Work instructions: Find every line in the records that contains the word "wooden" and copy each one.

Stored data:
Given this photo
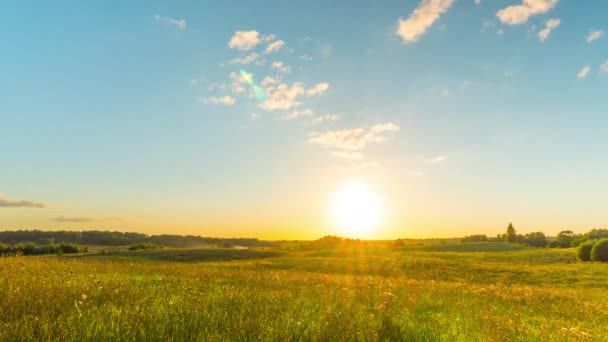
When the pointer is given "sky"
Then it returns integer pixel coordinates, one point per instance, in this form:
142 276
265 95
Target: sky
242 118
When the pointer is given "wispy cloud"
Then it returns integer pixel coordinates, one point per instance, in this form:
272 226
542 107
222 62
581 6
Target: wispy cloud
244 40
423 17
223 100
549 26
7 203
245 60
604 66
318 89
274 46
286 96
519 14
584 72
281 67
436 159
595 35
67 219
179 23
353 139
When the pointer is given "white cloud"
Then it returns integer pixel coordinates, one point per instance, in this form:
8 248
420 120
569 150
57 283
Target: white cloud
584 72
244 40
284 97
436 160
427 12
325 117
296 114
252 57
318 89
274 46
604 66
353 139
347 155
595 35
179 23
223 100
519 14
549 26
281 67
268 81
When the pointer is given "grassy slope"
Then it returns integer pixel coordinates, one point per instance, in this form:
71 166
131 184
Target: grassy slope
370 294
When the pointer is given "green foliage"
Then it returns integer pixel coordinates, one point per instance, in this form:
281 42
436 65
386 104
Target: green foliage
583 252
106 238
362 294
32 249
511 235
599 252
535 239
144 245
565 238
475 238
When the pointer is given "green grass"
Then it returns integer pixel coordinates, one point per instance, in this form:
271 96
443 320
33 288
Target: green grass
472 292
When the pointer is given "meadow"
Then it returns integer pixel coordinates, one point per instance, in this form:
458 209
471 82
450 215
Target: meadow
454 292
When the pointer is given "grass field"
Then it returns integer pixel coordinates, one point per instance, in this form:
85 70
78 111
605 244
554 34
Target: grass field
468 292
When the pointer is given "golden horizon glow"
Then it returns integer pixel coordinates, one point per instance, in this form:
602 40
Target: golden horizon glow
357 209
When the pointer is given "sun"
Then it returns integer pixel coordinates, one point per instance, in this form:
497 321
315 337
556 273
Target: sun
356 209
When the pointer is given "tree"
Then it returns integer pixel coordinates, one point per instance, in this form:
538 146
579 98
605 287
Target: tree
511 235
565 238
536 239
583 253
599 252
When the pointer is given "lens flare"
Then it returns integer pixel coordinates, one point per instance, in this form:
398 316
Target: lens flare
259 93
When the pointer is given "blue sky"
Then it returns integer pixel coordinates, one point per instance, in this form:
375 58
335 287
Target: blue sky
465 116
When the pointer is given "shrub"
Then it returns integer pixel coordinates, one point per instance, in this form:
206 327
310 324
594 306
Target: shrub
144 245
599 252
475 238
583 252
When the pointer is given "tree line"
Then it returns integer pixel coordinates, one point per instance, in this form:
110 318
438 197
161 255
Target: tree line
108 238
33 249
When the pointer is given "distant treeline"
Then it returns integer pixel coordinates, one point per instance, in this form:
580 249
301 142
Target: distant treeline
565 239
107 238
32 249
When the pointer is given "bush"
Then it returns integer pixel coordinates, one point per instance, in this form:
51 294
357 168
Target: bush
475 238
583 253
599 252
144 245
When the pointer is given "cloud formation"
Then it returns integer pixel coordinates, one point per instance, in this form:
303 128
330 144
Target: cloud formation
549 26
179 23
7 203
286 96
244 40
318 89
274 46
519 14
281 67
604 66
436 160
223 100
584 72
252 57
353 139
65 219
595 35
423 17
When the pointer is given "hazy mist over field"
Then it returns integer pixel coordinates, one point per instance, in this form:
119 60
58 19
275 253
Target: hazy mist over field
395 170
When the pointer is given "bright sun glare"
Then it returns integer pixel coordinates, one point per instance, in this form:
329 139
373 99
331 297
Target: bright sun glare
356 209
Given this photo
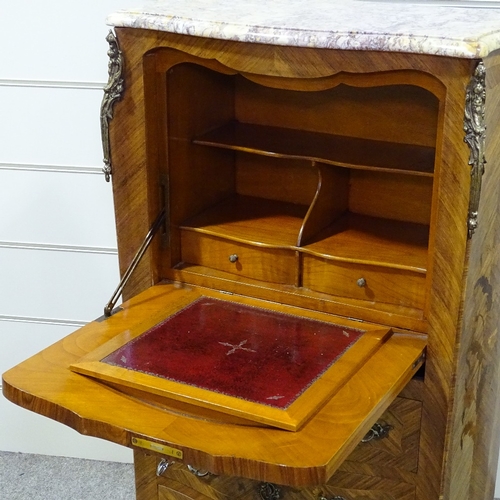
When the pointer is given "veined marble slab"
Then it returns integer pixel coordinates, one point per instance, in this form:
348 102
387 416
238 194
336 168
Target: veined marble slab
402 26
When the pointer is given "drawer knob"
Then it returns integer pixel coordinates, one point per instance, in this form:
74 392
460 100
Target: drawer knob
163 465
378 431
269 491
198 472
361 282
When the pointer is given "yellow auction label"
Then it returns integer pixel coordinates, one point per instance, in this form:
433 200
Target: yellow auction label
160 448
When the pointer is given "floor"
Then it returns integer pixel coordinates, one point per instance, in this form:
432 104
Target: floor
39 477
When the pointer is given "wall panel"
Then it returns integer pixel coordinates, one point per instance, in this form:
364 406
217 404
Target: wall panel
62 208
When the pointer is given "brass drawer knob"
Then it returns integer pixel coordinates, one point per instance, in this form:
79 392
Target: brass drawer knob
361 282
163 465
378 431
269 491
198 472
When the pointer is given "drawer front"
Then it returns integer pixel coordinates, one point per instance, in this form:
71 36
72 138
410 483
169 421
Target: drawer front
394 440
372 283
178 483
345 486
274 265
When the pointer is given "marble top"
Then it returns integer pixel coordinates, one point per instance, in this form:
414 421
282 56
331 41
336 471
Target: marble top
419 26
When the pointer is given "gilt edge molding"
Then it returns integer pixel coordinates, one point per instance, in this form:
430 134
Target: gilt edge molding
113 92
475 134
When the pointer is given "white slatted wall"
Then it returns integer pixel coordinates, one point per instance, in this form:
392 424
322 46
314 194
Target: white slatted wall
58 263
58 259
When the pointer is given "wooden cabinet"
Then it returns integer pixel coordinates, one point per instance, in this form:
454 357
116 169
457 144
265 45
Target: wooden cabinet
345 187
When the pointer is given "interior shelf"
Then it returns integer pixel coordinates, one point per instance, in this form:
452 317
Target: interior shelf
371 240
352 238
337 150
251 220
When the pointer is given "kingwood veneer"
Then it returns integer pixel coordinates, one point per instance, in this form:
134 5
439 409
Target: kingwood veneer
327 184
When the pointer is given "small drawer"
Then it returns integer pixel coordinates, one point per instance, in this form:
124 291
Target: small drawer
393 441
346 486
357 281
273 265
182 482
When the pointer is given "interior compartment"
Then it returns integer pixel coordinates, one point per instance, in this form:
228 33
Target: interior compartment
292 172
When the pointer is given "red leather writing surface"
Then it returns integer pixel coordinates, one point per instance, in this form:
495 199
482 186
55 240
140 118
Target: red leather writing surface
242 351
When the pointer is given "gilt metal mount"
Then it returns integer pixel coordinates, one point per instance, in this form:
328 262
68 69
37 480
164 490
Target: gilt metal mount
113 92
475 133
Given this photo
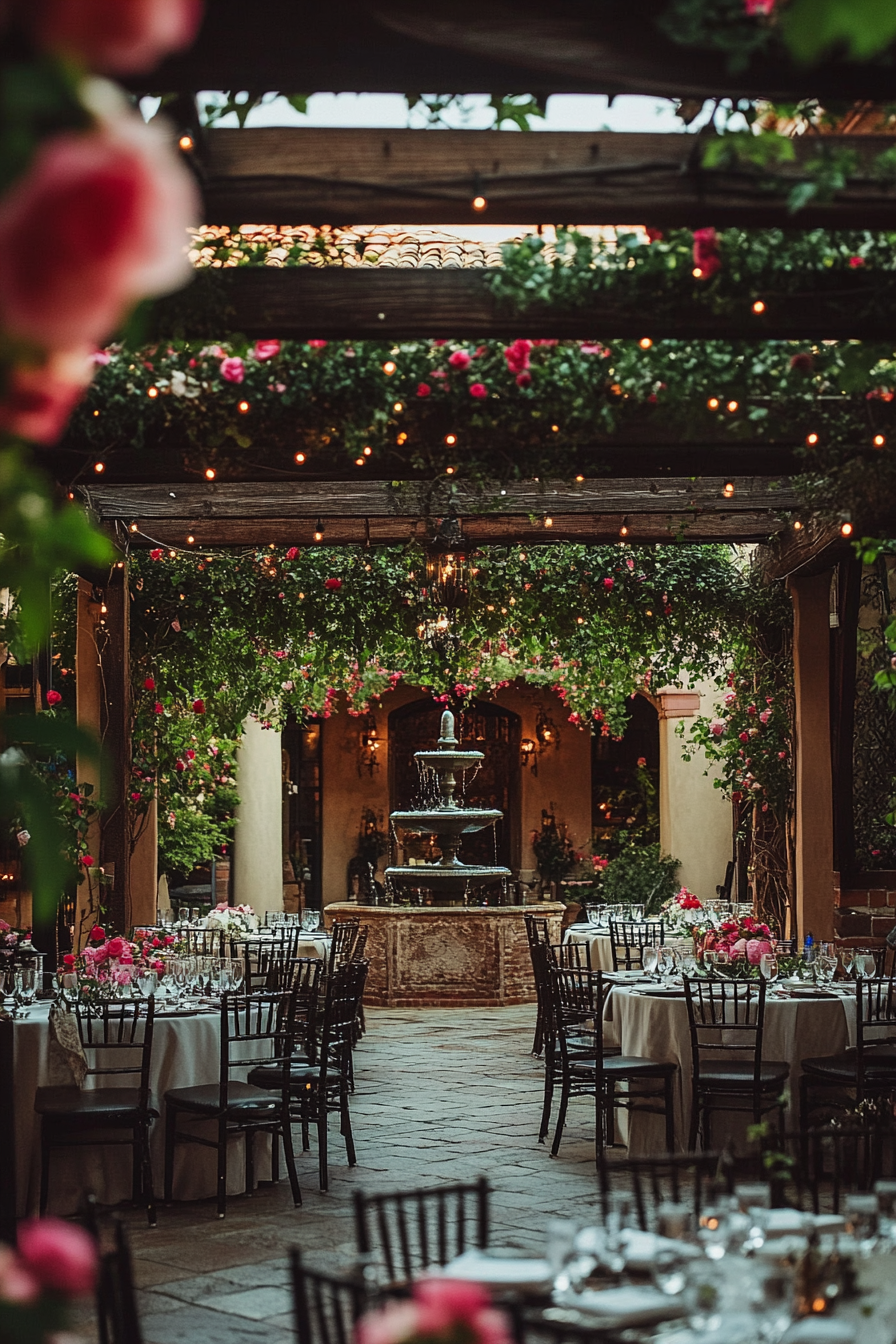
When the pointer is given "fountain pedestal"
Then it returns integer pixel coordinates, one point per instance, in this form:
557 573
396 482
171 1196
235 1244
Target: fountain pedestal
448 956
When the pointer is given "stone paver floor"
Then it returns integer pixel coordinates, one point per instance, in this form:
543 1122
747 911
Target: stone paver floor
441 1096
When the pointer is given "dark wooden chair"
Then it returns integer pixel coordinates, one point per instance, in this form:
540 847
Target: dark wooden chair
679 1178
325 1307
414 1229
579 996
727 1071
317 1089
241 1109
629 938
117 1042
869 1069
538 933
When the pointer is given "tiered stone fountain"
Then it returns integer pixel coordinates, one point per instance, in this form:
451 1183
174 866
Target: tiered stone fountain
448 820
449 953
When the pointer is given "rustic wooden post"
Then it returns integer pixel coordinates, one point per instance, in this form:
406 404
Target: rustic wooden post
810 596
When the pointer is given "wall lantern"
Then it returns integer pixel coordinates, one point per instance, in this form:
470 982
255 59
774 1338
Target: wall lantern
370 746
446 567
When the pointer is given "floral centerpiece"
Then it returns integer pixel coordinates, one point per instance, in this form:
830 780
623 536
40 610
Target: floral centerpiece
233 918
109 965
53 1264
439 1311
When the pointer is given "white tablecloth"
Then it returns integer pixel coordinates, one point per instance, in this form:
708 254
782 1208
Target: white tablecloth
186 1054
657 1028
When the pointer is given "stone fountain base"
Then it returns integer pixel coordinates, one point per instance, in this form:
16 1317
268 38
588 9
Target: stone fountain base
448 956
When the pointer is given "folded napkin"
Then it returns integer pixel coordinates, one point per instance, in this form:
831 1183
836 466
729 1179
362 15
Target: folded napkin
623 1305
66 1059
500 1270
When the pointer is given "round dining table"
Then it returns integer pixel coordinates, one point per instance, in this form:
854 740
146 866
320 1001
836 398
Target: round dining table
186 1053
654 1026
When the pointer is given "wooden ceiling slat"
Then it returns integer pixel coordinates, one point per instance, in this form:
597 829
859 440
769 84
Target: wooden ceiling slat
305 303
340 176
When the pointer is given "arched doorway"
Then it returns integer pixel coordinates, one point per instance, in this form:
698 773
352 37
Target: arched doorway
482 727
625 792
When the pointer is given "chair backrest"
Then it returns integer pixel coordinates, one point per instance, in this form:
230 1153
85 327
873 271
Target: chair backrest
726 1018
629 938
571 954
325 1307
114 1043
341 1007
578 999
204 942
247 1023
677 1178
117 1316
415 1229
344 932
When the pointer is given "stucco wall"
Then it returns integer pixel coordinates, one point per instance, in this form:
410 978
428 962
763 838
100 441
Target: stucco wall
695 817
563 780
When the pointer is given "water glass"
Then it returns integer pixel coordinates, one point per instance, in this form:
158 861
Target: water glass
769 967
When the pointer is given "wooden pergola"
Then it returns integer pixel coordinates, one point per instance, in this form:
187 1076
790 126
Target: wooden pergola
418 178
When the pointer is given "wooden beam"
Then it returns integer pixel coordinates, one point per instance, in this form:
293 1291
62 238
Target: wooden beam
482 46
305 303
340 176
374 512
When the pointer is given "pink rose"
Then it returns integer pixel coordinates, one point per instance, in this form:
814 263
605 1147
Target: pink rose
756 949
233 368
97 222
39 398
118 36
266 350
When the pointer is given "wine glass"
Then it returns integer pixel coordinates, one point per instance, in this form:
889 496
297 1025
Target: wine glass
147 983
26 983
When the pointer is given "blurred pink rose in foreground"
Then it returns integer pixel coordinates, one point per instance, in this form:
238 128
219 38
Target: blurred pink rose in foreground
61 1255
117 36
39 398
97 223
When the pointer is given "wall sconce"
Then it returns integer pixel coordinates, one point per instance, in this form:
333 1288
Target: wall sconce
370 746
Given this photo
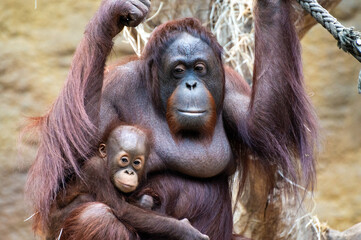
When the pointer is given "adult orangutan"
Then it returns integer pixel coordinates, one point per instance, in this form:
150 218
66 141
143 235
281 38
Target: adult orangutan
205 120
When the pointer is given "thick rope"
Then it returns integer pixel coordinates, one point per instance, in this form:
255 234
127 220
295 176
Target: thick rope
348 39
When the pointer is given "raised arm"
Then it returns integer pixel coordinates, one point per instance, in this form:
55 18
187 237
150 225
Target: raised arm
68 131
279 125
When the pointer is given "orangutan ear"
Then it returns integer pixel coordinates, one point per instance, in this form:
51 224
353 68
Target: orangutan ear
102 150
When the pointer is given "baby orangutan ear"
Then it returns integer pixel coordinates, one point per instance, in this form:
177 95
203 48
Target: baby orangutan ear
102 150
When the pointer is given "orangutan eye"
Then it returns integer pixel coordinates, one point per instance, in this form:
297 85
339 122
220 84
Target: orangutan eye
200 67
124 160
137 164
179 69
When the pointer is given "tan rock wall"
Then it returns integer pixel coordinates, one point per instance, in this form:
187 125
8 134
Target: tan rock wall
331 77
36 47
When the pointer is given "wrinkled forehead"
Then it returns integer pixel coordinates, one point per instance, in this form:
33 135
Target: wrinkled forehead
187 46
126 139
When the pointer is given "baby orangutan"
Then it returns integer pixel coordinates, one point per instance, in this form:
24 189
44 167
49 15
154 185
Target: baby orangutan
98 200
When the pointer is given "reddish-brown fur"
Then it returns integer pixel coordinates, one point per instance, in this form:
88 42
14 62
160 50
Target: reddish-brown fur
275 122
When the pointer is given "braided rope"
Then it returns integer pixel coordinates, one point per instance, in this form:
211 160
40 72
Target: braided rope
348 39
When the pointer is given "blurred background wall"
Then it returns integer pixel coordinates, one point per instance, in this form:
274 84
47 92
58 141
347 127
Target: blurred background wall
36 48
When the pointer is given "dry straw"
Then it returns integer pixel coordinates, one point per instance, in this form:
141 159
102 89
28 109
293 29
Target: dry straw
231 21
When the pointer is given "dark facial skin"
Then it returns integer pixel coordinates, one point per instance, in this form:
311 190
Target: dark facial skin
126 151
191 88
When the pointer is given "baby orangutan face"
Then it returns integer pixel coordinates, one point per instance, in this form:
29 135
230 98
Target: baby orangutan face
126 150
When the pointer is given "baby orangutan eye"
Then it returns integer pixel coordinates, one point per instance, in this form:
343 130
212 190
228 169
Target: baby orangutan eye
123 161
137 164
179 69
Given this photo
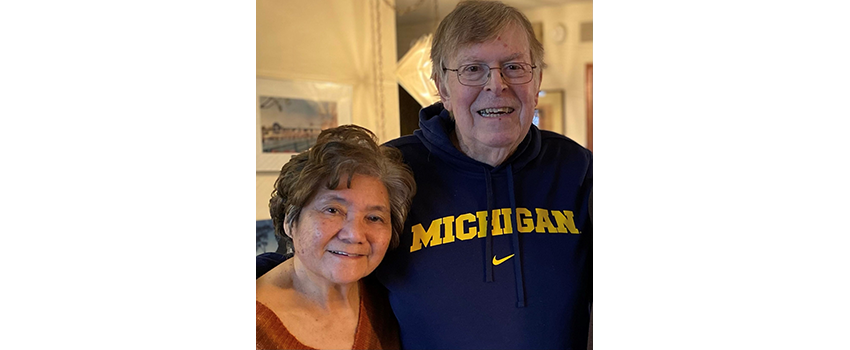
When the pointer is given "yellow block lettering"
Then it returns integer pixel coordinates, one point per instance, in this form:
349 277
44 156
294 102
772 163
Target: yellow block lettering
524 221
450 235
482 223
565 221
543 222
460 229
506 213
423 238
497 225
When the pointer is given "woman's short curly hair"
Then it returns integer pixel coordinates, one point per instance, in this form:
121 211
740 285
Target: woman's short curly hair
341 152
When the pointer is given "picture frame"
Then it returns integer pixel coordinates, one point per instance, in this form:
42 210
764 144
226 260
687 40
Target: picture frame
290 115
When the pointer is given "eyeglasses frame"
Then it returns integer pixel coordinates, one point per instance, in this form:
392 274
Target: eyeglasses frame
490 73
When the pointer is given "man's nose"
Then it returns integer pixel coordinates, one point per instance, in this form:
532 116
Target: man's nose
496 81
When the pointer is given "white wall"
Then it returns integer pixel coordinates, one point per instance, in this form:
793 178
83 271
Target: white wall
336 41
567 61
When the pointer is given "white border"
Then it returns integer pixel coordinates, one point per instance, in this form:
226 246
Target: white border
305 90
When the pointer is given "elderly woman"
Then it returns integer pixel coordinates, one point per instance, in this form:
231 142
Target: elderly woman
342 203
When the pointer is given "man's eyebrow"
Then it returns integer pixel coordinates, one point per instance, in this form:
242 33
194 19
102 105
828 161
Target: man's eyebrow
381 208
503 59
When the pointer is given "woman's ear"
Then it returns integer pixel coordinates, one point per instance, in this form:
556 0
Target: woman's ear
287 227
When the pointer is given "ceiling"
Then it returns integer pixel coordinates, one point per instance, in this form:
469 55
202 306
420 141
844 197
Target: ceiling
420 11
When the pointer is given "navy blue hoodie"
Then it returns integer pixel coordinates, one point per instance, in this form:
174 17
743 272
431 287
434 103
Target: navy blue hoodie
493 257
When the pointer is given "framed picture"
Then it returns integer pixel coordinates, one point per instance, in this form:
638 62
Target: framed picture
549 114
291 114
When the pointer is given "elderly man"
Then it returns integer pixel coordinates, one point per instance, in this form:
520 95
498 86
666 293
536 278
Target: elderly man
496 250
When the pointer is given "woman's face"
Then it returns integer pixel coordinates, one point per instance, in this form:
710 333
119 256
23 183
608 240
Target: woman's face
343 234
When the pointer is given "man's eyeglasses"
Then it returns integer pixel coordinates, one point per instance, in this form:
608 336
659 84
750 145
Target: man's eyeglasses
479 74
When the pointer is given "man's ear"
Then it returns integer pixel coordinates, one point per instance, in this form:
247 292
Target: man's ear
443 89
539 84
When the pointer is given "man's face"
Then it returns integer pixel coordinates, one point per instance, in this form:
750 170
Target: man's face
494 117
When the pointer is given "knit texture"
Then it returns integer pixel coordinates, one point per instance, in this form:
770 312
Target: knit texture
376 328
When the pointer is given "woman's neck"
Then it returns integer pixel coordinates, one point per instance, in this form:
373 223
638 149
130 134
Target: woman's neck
321 293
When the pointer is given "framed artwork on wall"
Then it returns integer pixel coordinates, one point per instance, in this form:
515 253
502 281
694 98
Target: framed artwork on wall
291 114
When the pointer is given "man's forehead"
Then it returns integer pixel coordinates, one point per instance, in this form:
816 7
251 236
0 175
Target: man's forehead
473 56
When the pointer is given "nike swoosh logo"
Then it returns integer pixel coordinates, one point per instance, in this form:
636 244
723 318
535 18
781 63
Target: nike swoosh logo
499 261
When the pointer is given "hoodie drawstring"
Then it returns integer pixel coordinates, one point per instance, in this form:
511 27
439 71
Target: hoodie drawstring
488 241
520 287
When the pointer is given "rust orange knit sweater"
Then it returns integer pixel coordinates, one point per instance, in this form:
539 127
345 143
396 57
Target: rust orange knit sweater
377 328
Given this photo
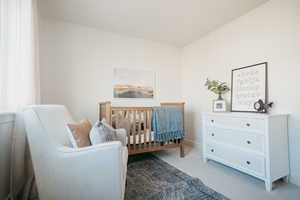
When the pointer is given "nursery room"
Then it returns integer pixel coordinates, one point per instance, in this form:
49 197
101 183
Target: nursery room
149 100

Exercise answer:
When the pointer is given "wooden cabinet"
Target: wooden cabinet
When the pointer is given "dark wooden chair"
Target: dark wooden chair
When the pointer is given "rustic wooden post"
Target: rustic wooden post
When the pointer is given "wooden ceiling slat"
Target: wooden ceiling slat
When the pointer is given "wooden pergola"
Target: wooden pergola
When the pointer is given "wooden beam"
Target: wooden beam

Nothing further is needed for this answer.